* Short task *
Reproduce every line of the listing as written, apart from the pictures.

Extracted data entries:
........
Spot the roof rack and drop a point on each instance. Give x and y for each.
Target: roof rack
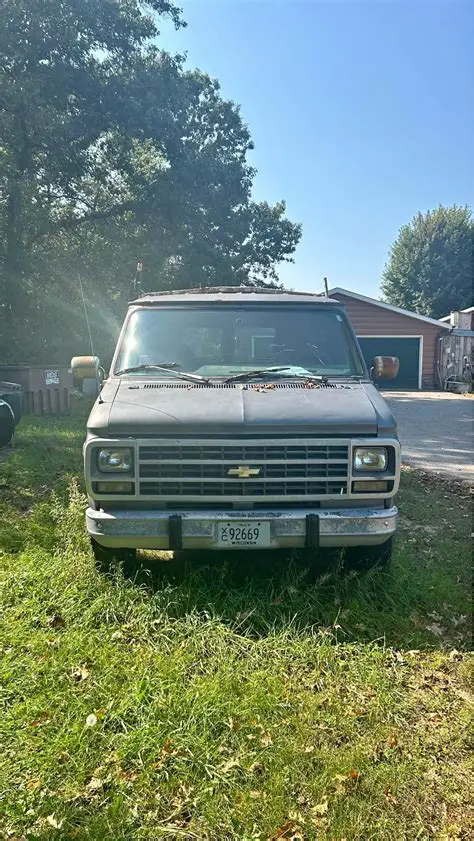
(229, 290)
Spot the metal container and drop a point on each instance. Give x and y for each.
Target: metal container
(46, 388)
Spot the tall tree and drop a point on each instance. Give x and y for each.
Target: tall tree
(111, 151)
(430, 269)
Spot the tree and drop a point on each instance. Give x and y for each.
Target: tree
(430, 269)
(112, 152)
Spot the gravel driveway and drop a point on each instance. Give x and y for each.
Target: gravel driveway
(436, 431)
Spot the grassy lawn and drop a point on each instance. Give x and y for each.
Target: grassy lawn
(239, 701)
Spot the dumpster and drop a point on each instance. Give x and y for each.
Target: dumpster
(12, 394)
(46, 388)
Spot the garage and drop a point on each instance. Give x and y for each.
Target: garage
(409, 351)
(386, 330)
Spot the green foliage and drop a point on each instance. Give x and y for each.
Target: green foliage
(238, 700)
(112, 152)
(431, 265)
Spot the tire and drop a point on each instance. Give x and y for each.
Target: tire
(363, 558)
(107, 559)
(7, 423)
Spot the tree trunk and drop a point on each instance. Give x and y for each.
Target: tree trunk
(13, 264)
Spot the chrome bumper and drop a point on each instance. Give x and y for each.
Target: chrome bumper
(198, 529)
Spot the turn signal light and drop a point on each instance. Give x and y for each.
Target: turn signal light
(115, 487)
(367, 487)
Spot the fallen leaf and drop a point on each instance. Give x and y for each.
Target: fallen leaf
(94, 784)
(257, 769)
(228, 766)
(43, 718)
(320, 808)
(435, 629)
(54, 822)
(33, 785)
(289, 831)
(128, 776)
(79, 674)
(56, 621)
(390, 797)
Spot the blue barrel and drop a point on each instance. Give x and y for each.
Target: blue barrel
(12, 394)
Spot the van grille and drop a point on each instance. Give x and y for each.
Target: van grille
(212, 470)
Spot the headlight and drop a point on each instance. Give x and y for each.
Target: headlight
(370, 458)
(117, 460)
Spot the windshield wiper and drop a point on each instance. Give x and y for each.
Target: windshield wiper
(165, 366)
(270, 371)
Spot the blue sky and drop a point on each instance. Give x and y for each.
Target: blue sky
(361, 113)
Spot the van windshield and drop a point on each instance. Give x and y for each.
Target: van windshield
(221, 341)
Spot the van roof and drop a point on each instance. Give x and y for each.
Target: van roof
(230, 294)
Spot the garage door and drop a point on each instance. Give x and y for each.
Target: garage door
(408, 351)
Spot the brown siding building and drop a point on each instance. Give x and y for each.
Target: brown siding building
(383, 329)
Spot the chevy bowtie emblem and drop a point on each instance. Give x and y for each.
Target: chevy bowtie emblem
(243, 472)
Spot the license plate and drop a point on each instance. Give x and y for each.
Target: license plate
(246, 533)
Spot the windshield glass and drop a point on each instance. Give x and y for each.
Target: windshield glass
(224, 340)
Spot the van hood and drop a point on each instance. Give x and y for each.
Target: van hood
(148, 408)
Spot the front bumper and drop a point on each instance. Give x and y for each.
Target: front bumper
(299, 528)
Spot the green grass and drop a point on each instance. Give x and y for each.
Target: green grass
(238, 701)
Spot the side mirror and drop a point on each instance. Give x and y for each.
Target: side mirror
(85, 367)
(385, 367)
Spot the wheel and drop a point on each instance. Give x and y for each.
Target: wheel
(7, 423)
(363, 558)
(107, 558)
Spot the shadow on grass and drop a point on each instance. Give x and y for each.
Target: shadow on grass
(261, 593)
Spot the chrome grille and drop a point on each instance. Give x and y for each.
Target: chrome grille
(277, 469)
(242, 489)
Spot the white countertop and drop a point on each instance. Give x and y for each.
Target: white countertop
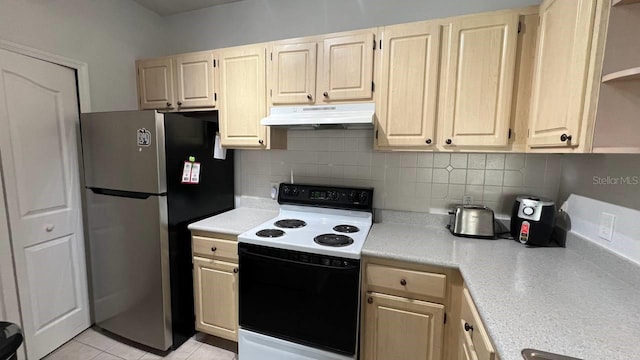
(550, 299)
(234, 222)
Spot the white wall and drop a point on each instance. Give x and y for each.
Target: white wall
........
* Finished exercise *
Spot the roof rack and drop a point on each instance. Give x and y for each.
Target: roof rack
(229, 290)
Spot the metal container and drop a point on each instance. Give x and y for each.
Target: metal container
(46, 388)
Spot the tall tree and drop a point on each instance. Give x and y for each.
Target: tall tree
(111, 151)
(430, 269)
Spot the tree and drop a point on each instance. Give x and y for each.
Target: tree
(430, 269)
(112, 152)
Spot the gravel driveway and drop a point on each instance. Give x and y for each.
Target: gravel driveway
(436, 431)
Spot the grassy lawn and drop a point on each instance. Give x and y for each.
Target: grassy lawn
(239, 701)
Spot the dumpster and drop a point on each instance. Give x and y for each.
Target: dumpster
(12, 394)
(46, 388)
Spot the garage and drop a point on each instance. Give x and y for each.
Target: garage
(409, 351)
(386, 330)
Spot the green foliage and drop a point on each instance. Give x and y for each.
Target: green foliage
(238, 700)
(112, 152)
(431, 265)
Spot the tire and drop a point on each instance. Give x and y for each.
Target: tire
(363, 558)
(107, 559)
(7, 423)
Spot the tree trunk and drop a point on each instance. Give x and y for each.
Target: tree trunk
(13, 264)
Spot the chrome bumper and drop a point on each instance. Give x and y for each.
Target: chrome bumper
(198, 529)
Spot the turn signal light and drop a point on each instance. Give x and y for each.
Target: turn signal light
(115, 487)
(367, 487)
Spot the fallen leaf and drop a point on each instance. Give x and y for each.
Target: fallen leaf
(94, 784)
(257, 769)
(228, 766)
(43, 718)
(320, 808)
(435, 629)
(54, 822)
(33, 785)
(289, 831)
(128, 776)
(79, 674)
(56, 621)
(390, 797)
Spot the blue barrel and drop a point on each instance. Give x and y for each.
Target: blue barrel
(12, 394)
Spot the van grille and drop a point on each instance. Give x and y for each.
Target: van grille
(212, 470)
Spot the headlight and drop a point on each instance. Give x and y for each.
Target: headlight
(370, 458)
(117, 460)
Spot the windshield wiper and drop a point on each instance. Give x and y for each.
Target: windshield wiper
(165, 366)
(270, 371)
Spot the blue sky and drop a point on each instance. Give x and y for each.
Target: blue sky
(361, 113)
Spot the van windshield and drop a point on each instance. Give x and y for each.
Target: van windshield
(221, 341)
Spot the van roof and drop a point on each instance. Give x and y for each.
Target: van roof
(230, 294)
Spot the garage door and drop a point on each instance. Give x and y for each.
Target: garage door
(408, 351)
Spot the brown siding building and drop a point on each instance. Give x and y for each.
Target: brown siding building
(383, 329)
Spot the chevy bowtie emblem and drop a point on each instance. Give x and y for each.
Target: chevy bowtie emblem
(243, 472)
Spot the license plate and drop a point on each instance. Give x and y for each.
Target: license plate
(246, 533)
Spot the windshield glass and drop a point on each instance. Give x and y for each.
Target: windshield glass
(224, 340)
Spot the van hood and drop a point on each instance. Give x and y for each.
Target: van hood
(148, 408)
Spot the front bumper and drop a point on each instance. Give x and y for each.
Target: front bumper
(299, 528)
Spot the green grass and drop a point on each instance. Give x and y for each.
Target: green grass
(238, 701)
Spot the side mirror and drop a point on each instance. Give x and y for each.
Target: side mirror
(85, 367)
(385, 367)
Spot the wheel and drop a point on each instance. Give x and y for each.
Target: wheel
(7, 423)
(363, 558)
(107, 558)
Spot the shadow on grass and drop a point on each instance. Give x and y for each.
Target: shadow on grass
(261, 593)
Spot the chrome grille and drop a point on each instance. Give x and y for each.
Target: chrome grille
(277, 469)
(242, 489)
Spot the white countertop and drop a point on each instance. Give x and y for each.
Target: white countertop
(550, 299)
(234, 222)
Spot the white wall and drop a point on each instance. Give x and y for each.
Target: white wall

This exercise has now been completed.